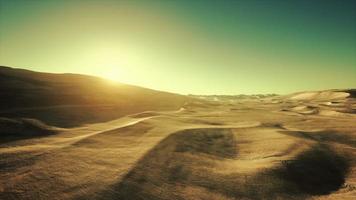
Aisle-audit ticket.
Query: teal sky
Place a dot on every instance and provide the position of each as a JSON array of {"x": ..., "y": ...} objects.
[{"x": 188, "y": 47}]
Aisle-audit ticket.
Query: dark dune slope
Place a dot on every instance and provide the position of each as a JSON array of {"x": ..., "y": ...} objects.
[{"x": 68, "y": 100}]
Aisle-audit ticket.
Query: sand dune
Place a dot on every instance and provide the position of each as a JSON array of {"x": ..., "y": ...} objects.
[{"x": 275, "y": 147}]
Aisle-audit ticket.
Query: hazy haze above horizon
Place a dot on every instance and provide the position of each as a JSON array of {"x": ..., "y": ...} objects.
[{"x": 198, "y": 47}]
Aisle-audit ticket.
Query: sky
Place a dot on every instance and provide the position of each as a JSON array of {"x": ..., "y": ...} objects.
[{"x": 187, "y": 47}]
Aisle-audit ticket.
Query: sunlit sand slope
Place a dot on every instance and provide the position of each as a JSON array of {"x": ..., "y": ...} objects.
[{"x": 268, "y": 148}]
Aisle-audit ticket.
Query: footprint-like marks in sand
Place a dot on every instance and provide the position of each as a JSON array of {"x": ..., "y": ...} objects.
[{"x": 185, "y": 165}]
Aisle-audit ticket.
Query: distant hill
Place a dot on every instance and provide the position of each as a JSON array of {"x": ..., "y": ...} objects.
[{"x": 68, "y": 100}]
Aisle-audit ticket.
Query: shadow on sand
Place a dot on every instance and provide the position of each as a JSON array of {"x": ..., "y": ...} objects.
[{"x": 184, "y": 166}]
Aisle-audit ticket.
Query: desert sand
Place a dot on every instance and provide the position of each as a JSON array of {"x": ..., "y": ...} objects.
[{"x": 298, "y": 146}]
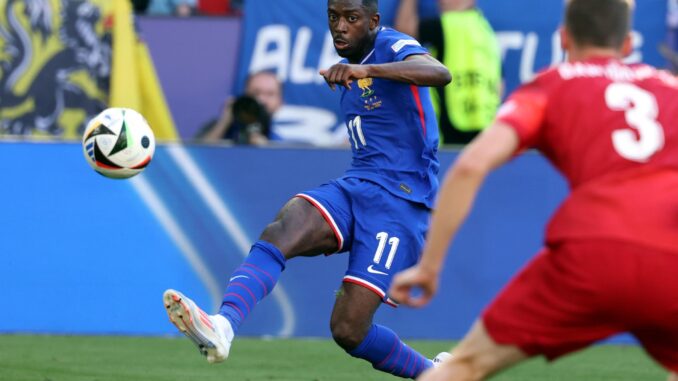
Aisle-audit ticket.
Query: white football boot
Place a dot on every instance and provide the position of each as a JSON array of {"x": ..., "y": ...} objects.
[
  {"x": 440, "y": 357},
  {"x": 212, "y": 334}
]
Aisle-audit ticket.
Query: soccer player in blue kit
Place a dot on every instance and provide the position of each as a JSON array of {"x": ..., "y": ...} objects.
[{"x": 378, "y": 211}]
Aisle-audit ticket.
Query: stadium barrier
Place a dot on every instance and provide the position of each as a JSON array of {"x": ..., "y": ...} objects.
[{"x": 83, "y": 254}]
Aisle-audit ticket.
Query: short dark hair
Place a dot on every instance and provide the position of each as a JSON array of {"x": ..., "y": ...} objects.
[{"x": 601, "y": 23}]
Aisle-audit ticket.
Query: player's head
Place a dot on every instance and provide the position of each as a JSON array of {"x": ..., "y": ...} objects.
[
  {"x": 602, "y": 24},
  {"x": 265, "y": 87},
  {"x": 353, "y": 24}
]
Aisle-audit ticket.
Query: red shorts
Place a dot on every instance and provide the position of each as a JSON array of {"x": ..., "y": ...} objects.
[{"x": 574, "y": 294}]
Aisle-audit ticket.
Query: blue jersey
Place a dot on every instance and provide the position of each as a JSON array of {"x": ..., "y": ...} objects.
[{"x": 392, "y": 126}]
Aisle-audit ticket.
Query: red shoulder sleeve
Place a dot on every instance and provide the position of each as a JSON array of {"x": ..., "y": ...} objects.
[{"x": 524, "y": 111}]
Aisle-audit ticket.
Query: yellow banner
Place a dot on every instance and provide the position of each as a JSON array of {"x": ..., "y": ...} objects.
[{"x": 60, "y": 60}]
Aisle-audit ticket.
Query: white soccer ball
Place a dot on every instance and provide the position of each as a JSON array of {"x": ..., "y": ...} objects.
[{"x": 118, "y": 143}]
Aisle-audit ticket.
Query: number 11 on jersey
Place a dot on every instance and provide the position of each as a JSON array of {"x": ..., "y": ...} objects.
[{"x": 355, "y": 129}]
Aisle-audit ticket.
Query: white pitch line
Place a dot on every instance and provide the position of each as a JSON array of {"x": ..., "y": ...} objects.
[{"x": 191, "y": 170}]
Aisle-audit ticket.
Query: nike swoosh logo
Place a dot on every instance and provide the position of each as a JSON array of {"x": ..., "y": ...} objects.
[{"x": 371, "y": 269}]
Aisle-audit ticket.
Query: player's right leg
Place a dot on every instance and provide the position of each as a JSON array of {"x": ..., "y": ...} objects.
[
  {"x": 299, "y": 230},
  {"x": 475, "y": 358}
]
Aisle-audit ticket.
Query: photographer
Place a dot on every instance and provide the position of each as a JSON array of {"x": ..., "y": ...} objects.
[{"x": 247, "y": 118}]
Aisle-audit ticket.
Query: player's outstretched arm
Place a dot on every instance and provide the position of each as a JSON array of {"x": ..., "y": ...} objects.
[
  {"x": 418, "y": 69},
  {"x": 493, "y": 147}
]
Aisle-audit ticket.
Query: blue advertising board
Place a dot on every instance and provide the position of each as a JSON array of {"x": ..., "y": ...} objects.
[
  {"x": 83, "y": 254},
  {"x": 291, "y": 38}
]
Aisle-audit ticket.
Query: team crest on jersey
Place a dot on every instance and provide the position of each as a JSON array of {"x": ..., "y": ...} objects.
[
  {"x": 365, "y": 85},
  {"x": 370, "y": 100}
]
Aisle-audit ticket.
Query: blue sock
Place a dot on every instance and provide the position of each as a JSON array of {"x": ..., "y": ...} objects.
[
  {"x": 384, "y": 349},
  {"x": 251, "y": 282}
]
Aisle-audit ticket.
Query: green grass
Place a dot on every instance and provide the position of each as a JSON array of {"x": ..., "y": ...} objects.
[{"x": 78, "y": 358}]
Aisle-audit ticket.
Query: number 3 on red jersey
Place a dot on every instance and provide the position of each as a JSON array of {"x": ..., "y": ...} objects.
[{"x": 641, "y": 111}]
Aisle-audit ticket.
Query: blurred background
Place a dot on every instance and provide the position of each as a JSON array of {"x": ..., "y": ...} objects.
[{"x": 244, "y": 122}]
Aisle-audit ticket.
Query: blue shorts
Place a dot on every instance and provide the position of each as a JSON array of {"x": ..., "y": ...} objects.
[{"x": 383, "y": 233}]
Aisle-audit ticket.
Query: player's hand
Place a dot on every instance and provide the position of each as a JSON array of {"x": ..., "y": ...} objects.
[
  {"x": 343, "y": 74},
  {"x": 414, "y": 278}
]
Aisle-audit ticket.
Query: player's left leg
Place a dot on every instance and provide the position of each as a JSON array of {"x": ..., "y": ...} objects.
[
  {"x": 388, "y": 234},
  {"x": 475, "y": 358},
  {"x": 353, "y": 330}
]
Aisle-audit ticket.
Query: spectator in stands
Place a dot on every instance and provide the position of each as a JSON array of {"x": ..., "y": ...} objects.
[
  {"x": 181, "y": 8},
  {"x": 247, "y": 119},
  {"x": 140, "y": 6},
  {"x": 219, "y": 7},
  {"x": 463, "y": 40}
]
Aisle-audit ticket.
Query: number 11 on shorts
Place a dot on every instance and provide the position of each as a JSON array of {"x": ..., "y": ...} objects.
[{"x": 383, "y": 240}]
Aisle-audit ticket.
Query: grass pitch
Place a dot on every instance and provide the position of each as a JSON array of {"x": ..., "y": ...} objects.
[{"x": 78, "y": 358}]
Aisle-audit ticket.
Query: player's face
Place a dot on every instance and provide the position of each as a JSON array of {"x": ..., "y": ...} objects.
--------------------
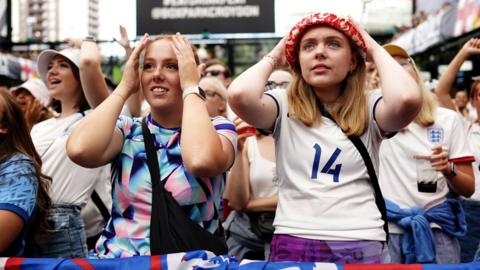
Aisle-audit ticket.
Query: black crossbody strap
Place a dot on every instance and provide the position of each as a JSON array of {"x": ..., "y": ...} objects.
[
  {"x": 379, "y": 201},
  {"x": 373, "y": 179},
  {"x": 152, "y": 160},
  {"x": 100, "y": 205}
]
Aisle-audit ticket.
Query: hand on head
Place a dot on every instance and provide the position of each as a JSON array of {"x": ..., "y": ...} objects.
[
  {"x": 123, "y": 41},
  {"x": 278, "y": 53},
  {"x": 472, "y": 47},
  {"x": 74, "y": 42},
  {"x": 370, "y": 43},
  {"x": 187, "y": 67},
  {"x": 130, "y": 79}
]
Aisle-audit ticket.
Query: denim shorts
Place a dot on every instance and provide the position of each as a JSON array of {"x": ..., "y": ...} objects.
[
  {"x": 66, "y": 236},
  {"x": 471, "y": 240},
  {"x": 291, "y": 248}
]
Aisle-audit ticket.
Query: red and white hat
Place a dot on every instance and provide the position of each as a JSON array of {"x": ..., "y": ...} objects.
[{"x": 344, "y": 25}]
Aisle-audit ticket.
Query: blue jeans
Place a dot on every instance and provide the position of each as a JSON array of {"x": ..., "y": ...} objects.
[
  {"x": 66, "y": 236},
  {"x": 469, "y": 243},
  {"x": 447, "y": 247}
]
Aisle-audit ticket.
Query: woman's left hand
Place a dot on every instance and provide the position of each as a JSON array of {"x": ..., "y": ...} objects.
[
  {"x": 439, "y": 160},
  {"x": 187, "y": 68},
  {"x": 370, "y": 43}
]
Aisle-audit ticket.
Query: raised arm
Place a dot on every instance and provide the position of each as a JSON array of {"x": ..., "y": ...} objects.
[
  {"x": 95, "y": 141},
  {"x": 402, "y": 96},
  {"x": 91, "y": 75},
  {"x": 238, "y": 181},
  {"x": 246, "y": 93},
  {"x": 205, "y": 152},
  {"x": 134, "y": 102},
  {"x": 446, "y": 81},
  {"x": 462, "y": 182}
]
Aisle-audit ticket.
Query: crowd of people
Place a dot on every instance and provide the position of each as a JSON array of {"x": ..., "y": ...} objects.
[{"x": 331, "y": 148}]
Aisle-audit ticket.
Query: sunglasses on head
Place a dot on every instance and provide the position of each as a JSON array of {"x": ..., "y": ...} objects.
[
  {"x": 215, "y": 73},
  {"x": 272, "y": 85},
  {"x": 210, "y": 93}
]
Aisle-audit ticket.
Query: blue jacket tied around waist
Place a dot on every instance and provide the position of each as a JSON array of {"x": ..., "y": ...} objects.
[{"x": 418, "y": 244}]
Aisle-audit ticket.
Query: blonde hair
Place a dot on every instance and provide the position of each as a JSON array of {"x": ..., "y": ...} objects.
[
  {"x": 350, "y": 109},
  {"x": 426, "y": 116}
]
--------------------
## Task requirements:
Produce a word-for-word copy of everything above from the line holding "Query: player's head" down to the line holding "Query: red shoulder sleeve", with both of those lines kept.

## Answer below:
Query: player's head
Place a dot on every instance and provide the position of each as a JSON array of {"x": ..., "y": ...} objects.
[
  {"x": 602, "y": 24},
  {"x": 265, "y": 87},
  {"x": 353, "y": 24}
]
Aisle-audit ticket.
Query: red shorts
Place a dot on every instance and provide the position of each as a JSON array of {"x": ..., "y": ...} objects.
[{"x": 574, "y": 294}]
Aisle-audit ticket.
Query: blue jersey
Place a dot on every instance and provide the position of each as a JSON array of {"x": ..., "y": ...} objects.
[{"x": 392, "y": 126}]
Aisle-audit ticket.
Query: red shoulder sleeve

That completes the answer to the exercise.